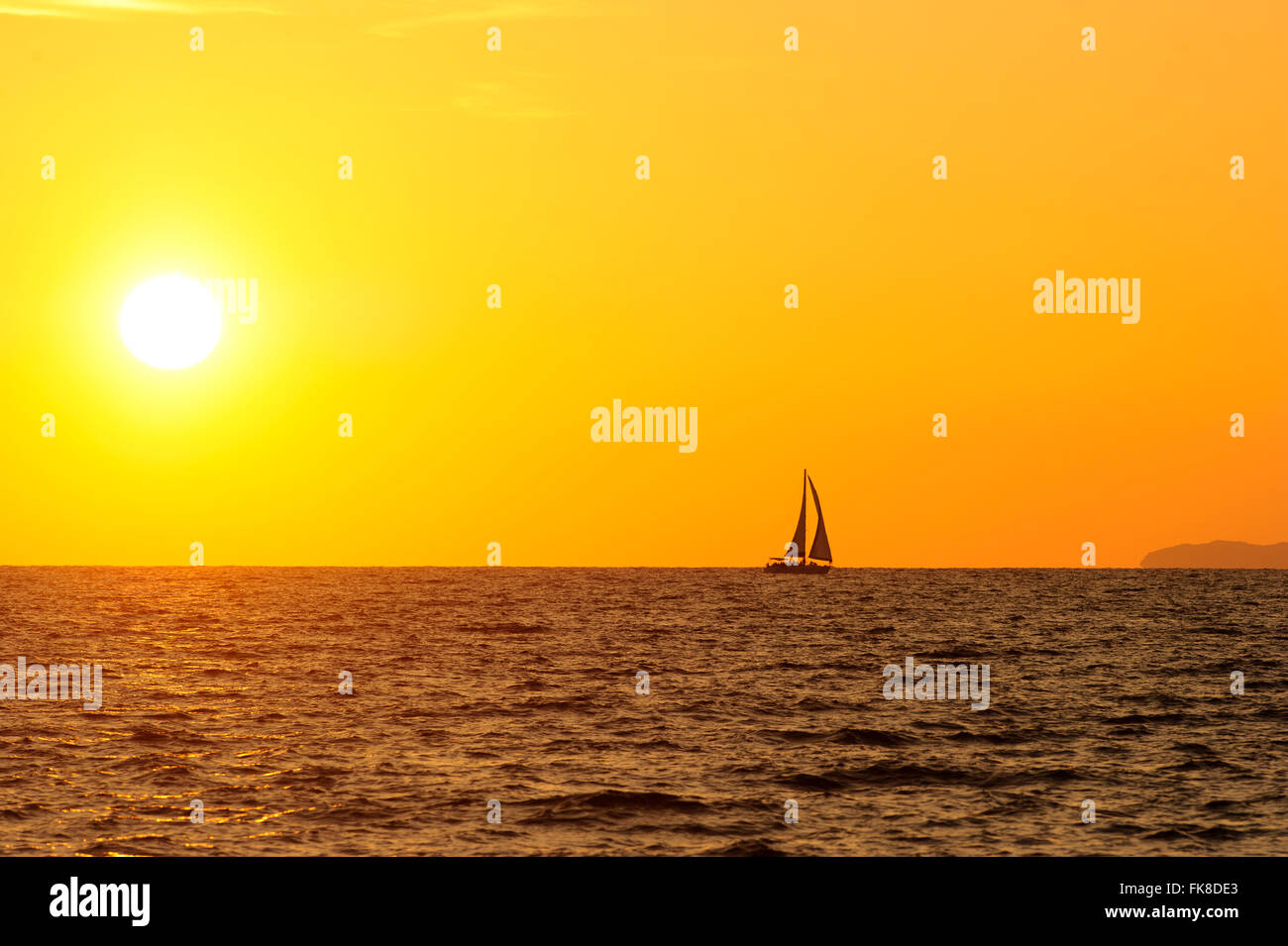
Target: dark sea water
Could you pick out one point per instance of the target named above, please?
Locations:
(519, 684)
--
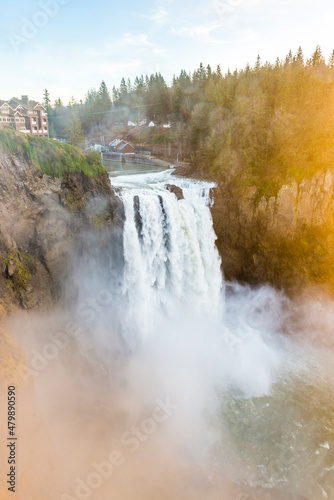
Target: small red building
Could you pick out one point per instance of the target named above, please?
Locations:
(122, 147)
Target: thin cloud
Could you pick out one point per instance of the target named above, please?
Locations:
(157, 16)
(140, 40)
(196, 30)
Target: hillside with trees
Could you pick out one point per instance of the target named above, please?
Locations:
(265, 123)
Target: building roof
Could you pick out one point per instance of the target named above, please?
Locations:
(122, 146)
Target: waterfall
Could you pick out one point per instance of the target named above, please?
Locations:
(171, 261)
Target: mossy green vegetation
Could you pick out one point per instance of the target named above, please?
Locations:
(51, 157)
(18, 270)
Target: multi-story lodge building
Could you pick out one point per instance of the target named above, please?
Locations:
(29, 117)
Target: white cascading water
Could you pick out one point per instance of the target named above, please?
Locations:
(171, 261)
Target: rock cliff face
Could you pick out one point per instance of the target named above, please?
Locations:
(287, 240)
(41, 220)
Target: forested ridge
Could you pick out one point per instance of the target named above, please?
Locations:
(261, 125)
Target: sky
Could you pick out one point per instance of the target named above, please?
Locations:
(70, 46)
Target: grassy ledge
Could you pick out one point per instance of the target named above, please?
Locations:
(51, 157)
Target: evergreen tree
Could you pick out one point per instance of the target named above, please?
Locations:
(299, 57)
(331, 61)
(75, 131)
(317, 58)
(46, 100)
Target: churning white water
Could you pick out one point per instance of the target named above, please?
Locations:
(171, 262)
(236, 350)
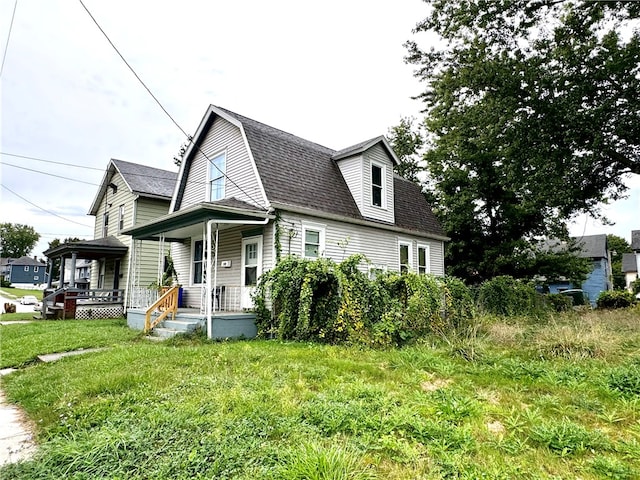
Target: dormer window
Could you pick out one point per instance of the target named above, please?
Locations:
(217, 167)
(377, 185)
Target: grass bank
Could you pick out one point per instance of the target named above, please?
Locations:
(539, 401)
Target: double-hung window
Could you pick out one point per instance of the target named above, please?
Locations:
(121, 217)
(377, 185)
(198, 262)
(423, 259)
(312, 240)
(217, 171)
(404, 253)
--
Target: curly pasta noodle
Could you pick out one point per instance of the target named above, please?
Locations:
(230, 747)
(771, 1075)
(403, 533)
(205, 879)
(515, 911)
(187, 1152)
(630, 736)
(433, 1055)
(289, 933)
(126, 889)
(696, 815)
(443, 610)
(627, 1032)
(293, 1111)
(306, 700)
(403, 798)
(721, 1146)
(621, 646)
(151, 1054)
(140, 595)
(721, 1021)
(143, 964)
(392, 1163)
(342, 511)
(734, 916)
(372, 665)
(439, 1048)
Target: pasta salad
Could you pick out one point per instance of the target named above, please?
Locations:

● ABOUT THIS TASK
Every line above that holds the string "building" should be copied into the answer.

● ANSWER FOR THIS EXERCISE
Target: small red building
Target: building roof
Target: multi-story lodge building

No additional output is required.